WORK ITEM: Rewrite the stretch from the line containing "For each target, an" through the line containing "positive clicks: (444, 431) (416, 463)", substituting "points" for every "clicks" and changing nothing else.

DATA FOR PROCESSING:
● ● ● ● ● ● ●

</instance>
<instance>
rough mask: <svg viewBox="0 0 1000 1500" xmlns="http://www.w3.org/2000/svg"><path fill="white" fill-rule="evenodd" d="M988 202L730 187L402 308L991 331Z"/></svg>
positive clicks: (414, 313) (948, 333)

● ● ● ● ● ● ●

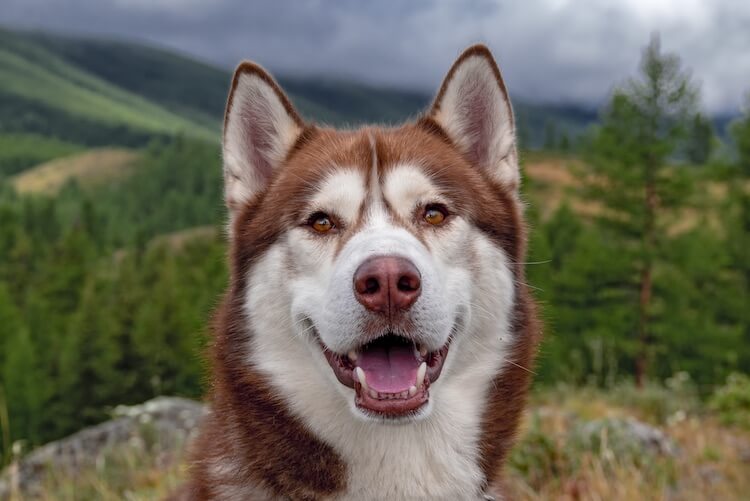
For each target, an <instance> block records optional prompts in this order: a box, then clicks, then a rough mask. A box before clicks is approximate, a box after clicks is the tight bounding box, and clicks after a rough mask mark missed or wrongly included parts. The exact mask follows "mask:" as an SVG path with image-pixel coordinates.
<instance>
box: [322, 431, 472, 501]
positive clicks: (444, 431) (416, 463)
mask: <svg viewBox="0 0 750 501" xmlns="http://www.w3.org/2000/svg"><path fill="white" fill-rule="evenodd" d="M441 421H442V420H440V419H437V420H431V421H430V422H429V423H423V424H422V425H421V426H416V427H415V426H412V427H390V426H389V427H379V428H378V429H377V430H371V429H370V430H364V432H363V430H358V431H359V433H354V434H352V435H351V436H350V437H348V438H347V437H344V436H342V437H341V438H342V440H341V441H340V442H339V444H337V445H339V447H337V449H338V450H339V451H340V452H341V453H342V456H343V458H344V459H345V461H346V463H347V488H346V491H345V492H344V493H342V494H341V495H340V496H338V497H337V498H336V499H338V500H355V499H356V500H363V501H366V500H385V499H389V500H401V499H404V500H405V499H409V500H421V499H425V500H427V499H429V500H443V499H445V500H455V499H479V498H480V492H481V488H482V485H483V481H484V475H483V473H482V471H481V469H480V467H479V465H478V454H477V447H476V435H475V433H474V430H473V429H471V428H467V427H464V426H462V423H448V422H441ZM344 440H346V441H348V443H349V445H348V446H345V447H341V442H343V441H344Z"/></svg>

● ● ● ● ● ● ●

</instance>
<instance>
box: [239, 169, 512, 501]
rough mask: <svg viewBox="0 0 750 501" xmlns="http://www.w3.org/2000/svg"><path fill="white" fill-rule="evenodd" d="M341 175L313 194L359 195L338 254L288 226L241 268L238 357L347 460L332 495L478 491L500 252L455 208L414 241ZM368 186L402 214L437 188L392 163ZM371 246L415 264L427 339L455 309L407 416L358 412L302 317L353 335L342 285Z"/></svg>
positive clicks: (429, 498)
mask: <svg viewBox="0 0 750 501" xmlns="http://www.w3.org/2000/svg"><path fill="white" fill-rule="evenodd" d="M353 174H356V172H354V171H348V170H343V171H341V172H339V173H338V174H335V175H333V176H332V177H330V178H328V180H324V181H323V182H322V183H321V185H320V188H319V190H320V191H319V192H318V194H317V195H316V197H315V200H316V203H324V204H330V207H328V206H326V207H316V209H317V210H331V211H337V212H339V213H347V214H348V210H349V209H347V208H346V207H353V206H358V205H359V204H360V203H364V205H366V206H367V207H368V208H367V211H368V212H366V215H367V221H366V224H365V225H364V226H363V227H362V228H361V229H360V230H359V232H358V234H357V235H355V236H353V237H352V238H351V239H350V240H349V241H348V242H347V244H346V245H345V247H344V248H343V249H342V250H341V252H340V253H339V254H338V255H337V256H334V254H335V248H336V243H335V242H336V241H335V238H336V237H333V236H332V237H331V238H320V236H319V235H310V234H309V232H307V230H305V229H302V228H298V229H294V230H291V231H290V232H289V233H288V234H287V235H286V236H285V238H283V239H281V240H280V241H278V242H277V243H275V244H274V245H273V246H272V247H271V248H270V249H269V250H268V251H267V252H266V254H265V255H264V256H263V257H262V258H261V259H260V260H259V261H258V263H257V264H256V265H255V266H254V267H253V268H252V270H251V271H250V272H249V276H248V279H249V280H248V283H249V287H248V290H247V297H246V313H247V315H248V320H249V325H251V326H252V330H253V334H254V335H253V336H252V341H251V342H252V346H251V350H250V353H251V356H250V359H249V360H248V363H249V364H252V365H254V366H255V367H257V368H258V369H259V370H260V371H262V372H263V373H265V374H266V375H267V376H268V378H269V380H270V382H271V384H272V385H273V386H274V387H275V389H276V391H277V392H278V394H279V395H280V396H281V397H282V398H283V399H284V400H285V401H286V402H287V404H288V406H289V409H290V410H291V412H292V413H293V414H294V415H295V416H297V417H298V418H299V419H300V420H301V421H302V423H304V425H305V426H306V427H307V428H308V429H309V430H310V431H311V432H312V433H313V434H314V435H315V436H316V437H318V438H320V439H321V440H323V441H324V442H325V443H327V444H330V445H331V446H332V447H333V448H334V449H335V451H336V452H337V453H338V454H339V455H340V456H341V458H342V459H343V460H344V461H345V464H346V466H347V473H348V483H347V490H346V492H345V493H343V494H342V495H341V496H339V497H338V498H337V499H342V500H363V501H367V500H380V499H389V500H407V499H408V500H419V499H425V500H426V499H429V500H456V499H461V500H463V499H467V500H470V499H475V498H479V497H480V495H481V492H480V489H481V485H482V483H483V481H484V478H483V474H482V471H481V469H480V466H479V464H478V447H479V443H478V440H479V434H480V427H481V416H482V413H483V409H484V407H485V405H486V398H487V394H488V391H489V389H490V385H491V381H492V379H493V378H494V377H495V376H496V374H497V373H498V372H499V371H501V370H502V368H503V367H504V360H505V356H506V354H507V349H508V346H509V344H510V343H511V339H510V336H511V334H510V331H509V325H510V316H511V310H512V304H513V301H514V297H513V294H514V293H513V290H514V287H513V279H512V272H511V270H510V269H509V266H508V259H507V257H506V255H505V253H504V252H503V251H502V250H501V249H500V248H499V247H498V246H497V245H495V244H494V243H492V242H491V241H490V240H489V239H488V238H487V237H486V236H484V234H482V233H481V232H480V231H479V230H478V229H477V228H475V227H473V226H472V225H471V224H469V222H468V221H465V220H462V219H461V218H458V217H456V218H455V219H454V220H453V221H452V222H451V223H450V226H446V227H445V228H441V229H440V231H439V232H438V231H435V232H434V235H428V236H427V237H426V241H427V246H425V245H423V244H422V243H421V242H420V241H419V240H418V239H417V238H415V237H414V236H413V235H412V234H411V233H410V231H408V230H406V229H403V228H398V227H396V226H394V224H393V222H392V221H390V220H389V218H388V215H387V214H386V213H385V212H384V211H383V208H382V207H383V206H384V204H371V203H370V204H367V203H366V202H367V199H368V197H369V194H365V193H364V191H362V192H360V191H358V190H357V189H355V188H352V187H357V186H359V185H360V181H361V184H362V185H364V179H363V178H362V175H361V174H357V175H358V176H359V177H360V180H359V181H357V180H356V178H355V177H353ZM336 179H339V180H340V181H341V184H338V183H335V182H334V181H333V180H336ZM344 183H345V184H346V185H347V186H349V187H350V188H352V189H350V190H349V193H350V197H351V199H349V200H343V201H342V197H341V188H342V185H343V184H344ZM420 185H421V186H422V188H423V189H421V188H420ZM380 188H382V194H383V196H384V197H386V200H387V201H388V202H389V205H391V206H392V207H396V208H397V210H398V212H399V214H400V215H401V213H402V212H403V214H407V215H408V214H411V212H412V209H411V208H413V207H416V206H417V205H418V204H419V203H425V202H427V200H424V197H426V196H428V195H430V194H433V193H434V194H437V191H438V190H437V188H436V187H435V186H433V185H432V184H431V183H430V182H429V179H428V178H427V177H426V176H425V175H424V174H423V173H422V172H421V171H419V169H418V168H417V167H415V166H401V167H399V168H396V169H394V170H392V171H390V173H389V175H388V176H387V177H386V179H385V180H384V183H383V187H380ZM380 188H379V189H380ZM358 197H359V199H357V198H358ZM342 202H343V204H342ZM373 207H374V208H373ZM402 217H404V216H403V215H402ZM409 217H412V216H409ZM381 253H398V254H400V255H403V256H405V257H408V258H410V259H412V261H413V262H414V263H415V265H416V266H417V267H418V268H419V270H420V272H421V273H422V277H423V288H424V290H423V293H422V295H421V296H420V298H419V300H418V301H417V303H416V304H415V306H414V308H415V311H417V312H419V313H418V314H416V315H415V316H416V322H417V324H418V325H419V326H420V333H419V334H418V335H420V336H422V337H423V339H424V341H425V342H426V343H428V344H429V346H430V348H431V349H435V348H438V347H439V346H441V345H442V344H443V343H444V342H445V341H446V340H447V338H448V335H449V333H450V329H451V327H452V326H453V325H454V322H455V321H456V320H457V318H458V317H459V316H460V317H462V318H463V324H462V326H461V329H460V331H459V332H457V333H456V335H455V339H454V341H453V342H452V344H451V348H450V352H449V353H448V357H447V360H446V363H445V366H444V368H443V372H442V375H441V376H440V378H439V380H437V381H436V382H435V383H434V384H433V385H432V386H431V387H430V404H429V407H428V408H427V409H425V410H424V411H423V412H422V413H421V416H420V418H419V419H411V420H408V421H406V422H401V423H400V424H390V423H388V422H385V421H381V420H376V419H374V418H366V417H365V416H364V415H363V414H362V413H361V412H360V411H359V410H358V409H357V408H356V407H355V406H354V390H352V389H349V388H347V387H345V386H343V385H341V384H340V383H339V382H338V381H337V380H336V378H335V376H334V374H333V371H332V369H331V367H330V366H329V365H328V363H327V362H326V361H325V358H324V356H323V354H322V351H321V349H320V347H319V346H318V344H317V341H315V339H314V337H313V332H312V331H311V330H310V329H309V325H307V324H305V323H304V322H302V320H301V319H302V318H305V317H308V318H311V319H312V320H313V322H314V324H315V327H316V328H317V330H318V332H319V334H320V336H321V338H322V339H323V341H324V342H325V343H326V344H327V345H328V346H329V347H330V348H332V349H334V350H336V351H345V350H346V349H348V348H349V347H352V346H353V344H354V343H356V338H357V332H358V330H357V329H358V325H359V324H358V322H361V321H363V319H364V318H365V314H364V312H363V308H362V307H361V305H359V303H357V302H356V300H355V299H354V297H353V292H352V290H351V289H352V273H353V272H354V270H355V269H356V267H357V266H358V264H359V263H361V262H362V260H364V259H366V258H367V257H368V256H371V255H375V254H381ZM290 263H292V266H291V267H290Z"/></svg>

● ● ● ● ● ● ●

PROBLEM SOLUTION:
For each target, an <instance> block records optional prompts in this order: a box, then points, then a rough mask. A box before points is approximate, a box after points is the tight bounding box, and points after a rough mask mark missed or wrongly included parts. The exact mask follows "mask:" as an SVG path with image-pixel coordinates.
<instance>
box: [322, 431, 472, 501]
positive points: (444, 431) (416, 463)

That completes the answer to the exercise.